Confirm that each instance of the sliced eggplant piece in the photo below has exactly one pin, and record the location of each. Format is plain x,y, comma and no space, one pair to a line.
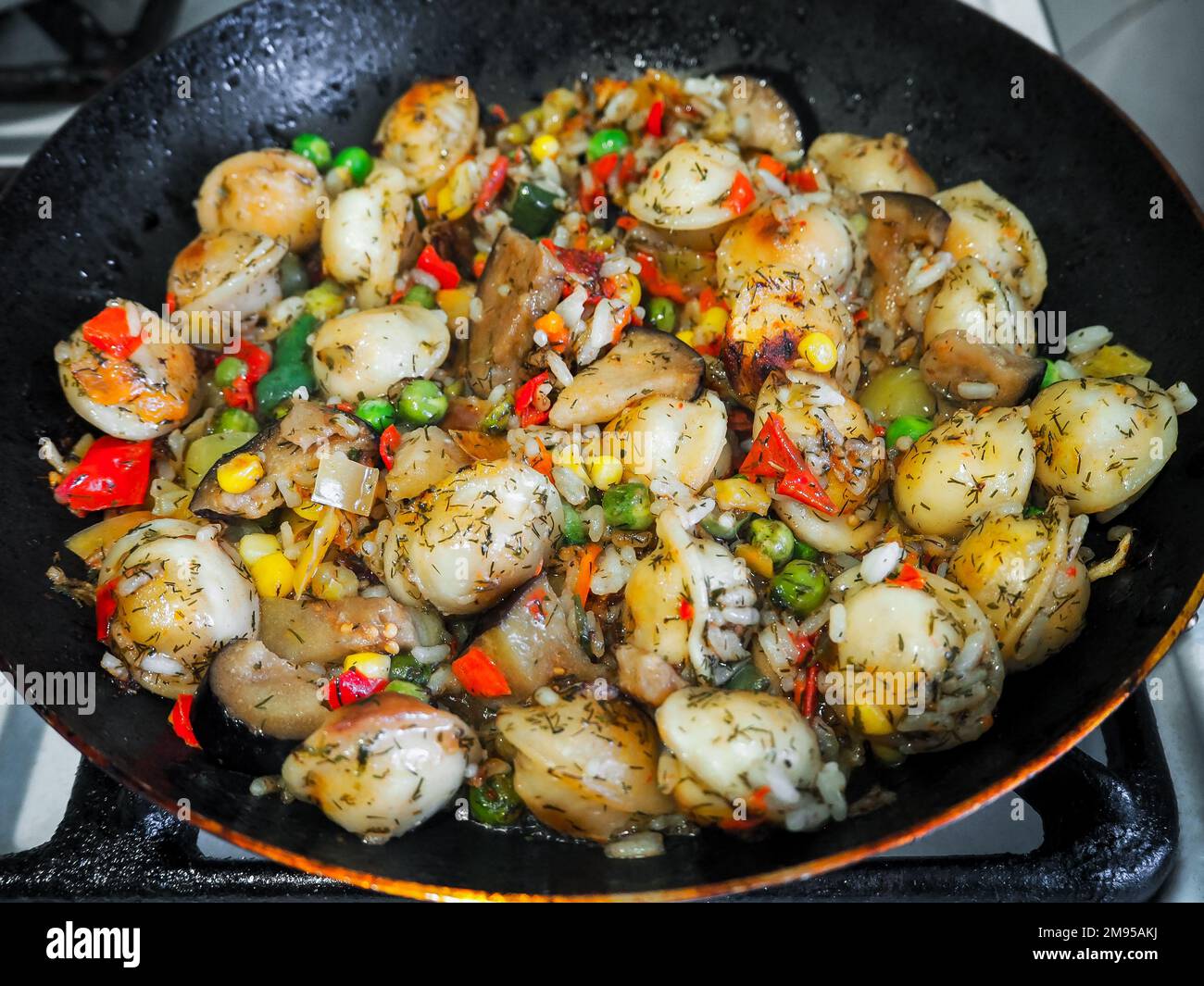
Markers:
646,361
290,452
521,281
253,706
317,631
531,642
954,359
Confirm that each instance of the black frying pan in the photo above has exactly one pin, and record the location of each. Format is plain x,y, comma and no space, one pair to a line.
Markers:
120,177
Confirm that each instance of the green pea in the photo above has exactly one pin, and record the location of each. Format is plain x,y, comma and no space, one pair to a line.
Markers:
908,426
420,293
406,668
746,678
774,538
895,393
607,143
282,381
378,412
421,402
498,417
293,344
662,315
496,802
294,277
573,528
1051,375
803,552
229,369
313,147
235,419
725,525
406,688
357,163
629,505
801,588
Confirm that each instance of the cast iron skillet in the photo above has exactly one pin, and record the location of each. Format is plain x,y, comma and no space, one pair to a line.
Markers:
119,180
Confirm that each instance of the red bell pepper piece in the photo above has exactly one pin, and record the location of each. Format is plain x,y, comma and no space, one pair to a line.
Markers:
655,124
390,441
524,401
771,454
739,195
107,605
444,271
493,184
603,168
352,686
480,676
109,332
113,473
181,720
802,485
655,283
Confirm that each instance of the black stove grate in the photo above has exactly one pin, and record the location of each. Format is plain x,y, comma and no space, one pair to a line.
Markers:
1110,833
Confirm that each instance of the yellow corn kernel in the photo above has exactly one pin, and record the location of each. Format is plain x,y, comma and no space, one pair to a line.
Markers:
570,456
369,665
254,547
741,493
874,720
272,576
321,537
308,509
240,473
454,303
545,147
755,559
333,581
819,351
625,287
606,471
711,324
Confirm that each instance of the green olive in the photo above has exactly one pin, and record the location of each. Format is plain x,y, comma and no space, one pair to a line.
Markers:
895,393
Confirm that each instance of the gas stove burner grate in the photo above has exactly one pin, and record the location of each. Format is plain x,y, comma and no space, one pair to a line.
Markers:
1110,833
94,56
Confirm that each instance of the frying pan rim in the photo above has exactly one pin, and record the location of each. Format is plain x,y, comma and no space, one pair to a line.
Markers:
417,890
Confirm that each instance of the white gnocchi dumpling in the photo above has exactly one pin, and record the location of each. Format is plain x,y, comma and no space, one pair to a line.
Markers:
365,353
472,538
1100,442
228,271
963,468
971,300
774,311
429,131
152,392
181,595
584,766
383,766
988,228
670,438
686,188
815,239
272,193
739,757
918,665
1024,576
870,164
370,235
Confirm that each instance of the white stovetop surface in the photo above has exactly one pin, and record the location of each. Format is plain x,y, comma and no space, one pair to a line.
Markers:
36,765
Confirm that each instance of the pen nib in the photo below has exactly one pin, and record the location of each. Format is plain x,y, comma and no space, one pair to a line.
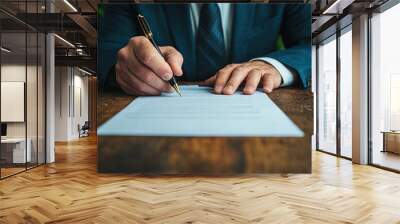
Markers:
176,87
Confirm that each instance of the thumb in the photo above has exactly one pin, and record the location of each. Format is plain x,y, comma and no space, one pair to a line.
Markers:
209,82
174,59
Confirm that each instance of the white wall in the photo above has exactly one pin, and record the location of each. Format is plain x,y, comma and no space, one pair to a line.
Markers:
71,94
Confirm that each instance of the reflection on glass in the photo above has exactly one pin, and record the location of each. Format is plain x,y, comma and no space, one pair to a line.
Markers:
385,87
14,146
346,94
327,96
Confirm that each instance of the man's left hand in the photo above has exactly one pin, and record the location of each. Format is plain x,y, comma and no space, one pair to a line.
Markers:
252,73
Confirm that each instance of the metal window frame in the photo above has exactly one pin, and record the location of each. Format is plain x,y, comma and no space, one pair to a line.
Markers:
381,9
44,74
339,32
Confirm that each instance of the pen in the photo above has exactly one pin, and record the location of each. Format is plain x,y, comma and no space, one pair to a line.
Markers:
149,35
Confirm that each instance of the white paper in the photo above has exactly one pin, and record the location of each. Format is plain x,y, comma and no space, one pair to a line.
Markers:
201,113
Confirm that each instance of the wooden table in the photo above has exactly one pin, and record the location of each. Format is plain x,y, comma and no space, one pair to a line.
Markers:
206,155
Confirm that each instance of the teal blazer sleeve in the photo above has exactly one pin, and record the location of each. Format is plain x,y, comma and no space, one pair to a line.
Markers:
296,34
116,27
256,28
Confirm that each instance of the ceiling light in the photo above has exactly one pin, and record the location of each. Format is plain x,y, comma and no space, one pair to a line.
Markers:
65,41
84,71
5,50
70,6
328,10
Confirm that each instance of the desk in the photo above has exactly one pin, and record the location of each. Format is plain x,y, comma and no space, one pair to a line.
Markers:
180,155
13,150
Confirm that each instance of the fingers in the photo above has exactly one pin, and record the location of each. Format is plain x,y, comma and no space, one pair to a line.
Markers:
148,55
222,77
174,59
146,75
131,84
268,83
210,81
237,77
252,81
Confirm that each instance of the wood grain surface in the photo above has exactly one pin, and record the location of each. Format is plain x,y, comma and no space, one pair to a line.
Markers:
209,155
72,191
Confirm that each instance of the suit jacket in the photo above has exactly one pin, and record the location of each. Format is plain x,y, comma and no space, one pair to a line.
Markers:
255,31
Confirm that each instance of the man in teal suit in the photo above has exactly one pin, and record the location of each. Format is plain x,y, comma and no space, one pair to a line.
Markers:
221,44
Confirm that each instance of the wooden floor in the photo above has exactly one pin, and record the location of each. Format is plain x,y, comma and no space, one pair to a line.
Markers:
71,191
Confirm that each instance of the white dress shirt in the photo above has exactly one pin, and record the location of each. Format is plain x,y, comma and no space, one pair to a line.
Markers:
226,9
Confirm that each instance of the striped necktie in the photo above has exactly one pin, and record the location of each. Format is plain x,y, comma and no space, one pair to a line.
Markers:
210,47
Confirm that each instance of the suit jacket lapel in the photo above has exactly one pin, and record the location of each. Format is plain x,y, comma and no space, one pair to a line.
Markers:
242,23
179,22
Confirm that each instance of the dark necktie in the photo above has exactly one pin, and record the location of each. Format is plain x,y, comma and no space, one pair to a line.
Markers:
210,47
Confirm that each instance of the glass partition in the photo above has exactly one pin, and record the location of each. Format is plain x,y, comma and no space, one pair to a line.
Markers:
346,92
22,91
385,89
327,96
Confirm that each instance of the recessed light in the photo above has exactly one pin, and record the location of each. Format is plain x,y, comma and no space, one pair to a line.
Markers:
5,50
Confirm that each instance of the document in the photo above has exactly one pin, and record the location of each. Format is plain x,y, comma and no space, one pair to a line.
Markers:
201,113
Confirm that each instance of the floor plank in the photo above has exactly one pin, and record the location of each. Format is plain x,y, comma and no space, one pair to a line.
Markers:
71,191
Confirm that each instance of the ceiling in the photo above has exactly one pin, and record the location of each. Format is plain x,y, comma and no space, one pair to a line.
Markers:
76,22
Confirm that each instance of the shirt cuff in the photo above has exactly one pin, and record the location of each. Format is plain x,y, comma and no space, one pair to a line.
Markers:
288,77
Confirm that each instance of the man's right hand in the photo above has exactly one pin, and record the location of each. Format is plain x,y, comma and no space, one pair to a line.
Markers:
141,70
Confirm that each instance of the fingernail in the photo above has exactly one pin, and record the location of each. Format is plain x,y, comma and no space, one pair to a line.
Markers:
167,76
228,89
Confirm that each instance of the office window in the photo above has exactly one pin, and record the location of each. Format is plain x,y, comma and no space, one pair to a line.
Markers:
326,108
346,92
22,93
385,88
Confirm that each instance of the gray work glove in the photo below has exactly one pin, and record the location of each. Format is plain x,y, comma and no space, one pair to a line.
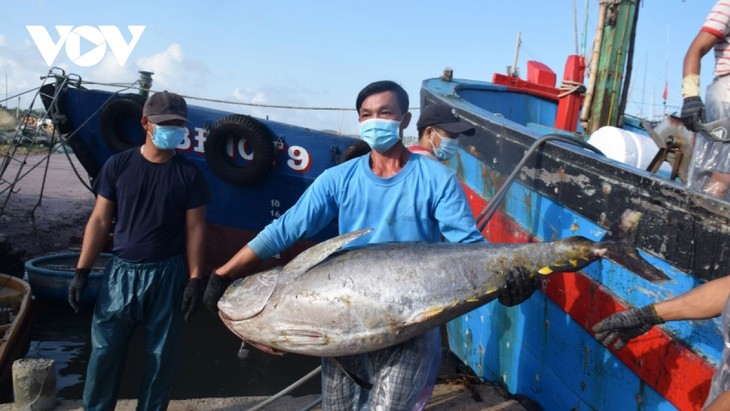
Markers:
693,113
519,285
622,327
214,291
76,289
191,297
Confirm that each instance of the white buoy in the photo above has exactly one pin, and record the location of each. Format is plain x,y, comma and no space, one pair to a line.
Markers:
34,384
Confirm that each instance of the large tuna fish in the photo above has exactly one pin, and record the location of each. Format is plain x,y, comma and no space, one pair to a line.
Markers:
330,303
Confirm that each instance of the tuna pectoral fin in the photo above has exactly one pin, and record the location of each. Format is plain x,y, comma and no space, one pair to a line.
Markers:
618,245
313,255
246,298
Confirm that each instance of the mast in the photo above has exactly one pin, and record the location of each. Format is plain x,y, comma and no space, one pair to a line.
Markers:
611,65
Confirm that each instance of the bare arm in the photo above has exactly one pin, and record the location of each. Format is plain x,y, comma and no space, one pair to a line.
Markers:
705,301
195,239
96,232
702,44
243,259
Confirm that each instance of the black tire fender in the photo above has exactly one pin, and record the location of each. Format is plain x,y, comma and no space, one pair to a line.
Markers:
119,122
260,140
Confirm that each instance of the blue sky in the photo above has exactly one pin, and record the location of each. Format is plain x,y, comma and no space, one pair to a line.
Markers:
317,53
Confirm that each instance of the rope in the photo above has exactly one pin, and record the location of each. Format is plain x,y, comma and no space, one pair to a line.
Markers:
288,389
569,87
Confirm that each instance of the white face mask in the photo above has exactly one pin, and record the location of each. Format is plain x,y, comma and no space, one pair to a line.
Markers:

^^^^^^^^^^^^^^^^

# Challenge
Transcribe the records above exactly, but only from the line that contains "Confirm that each instance of the black tire" through their final line, inclusive.

# Output below
Confirm that each instance of the black tire fender in the photo above has exactly one pin, and record the location of each. Format is plain x,y, comma and no space, one pair to a line.
Markers:
119,122
260,140
Confirm that each instance of the blue sky in the photo above has exactly one pin, and record the location of each. Format is plain x,y, comma and no space, one pair to a line.
Markers:
317,53
Confirm that each instance of the rope in the photo above has exactly one pin, and record the location of each. Format is plain x,y, comma and no space, one pair to a line.
Markers:
288,389
569,87
Confirm that each instance of the white face mask in the photo above has exactly one pin, and record the location of each. Format is plain x,y, comma and no space, one pair to a line.
Markers:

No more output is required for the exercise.